(Problem 1):
Write out the passage below about what counts as a robot, from "Surely, also, to" up to and including "humans are needed.".
(Problem 2):
Render this sentence from the passage below about what counts as a robot into Spanish: "Most factory robots at present are very unhumanoid machines."

What’s a robot, though?  It’s pretty unlikely in fact that we are going to be dealing with mechanical men very much. Most factory robots at present are very unhumanoid machines. Is each automatic painting/assembly arm a single robot? What if they are all run from a single central computer? Does that mean the whole factory is a single robot, so I pay much less than the fellow down the road who put separate processors in hundreds of his machines? What if my robots are controlled by software run off the Internet? Is the Internet itself one big robot – and if so, who pays its taxes?

Surely, also, to qualify as a robot my machines must have a certain level of complexity? Now perhaps the fellow up the road wins after all. He split his processes into very small elements. Nearly every machine in his factory has a chip in it, but individually they only carry out very simple operations, far too simple for any of them to be considered robots. Why, the chips in his machines are far less complex than the ones in your dishwasher! Yet together they mean no humans are needed.

(Data below):
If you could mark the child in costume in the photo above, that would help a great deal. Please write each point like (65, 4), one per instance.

(Answer box 1):
Surely, also, to qualify as a robot my machines must have a certain level of complexity? Now perhaps the fellow up the road wins after all. He split his processes into very small elements. Nearly every machine in his factory has a chip in it, but individually they only carry out very simple operations, far too simple for any of them to be considered robots. Why, the chips in his machines are far less complex than the ones in your dishwasher! Yet together they mean no humans are needed.

(Answer box 2):
La mayoría de los robots de fábrica actuales son máquinas muy poco humanoides.